(MATERIAL PROVIDED begins)

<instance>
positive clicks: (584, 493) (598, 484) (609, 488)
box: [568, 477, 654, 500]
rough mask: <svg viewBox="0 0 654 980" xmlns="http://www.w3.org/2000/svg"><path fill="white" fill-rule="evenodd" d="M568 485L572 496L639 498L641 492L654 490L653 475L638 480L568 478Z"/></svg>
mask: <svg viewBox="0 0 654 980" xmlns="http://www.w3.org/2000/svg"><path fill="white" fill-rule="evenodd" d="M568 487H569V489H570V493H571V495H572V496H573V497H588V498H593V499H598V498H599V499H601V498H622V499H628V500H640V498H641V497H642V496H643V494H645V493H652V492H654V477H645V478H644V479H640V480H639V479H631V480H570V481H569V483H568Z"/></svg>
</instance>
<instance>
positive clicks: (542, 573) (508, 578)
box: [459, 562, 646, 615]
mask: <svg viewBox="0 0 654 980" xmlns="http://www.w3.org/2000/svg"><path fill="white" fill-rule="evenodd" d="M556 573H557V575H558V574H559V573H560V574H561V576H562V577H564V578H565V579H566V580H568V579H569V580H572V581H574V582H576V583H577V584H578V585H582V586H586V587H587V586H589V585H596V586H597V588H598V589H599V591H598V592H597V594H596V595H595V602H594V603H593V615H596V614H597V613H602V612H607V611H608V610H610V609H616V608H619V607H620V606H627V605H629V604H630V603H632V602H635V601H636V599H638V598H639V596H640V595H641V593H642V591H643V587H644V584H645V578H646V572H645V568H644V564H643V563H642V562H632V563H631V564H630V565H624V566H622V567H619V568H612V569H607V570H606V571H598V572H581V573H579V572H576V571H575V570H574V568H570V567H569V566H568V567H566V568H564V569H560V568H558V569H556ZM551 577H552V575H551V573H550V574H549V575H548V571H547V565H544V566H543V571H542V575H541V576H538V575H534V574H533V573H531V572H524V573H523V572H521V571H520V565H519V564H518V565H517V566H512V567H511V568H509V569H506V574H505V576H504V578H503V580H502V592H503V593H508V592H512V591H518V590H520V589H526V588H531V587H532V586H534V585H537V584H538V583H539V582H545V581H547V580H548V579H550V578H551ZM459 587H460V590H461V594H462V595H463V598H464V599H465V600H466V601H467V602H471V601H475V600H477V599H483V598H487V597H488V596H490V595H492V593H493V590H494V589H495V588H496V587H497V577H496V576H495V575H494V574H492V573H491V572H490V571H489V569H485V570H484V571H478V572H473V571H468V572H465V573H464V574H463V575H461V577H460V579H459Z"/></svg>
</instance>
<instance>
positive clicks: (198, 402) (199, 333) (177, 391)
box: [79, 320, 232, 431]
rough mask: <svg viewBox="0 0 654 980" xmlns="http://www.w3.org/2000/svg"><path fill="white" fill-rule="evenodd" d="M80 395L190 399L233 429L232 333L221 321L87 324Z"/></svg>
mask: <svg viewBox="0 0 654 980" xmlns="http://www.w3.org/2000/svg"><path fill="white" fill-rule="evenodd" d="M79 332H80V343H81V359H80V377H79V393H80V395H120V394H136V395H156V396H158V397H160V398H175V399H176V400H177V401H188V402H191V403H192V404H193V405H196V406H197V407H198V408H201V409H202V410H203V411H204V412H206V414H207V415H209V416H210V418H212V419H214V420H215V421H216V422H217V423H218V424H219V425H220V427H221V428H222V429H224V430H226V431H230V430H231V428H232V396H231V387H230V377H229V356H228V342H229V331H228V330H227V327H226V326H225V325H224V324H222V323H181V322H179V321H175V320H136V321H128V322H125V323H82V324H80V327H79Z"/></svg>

(MATERIAL PROVIDED ends)

*GOAL OF THE EXERCISE*. For the word "clicks", go through the records and show each line that carries it.

*REPLY TO THE EXERCISE*.
positive clicks: (584, 493) (598, 484) (609, 488)
positive clicks: (542, 573) (508, 578)
positive clicks: (198, 402) (199, 333) (177, 391)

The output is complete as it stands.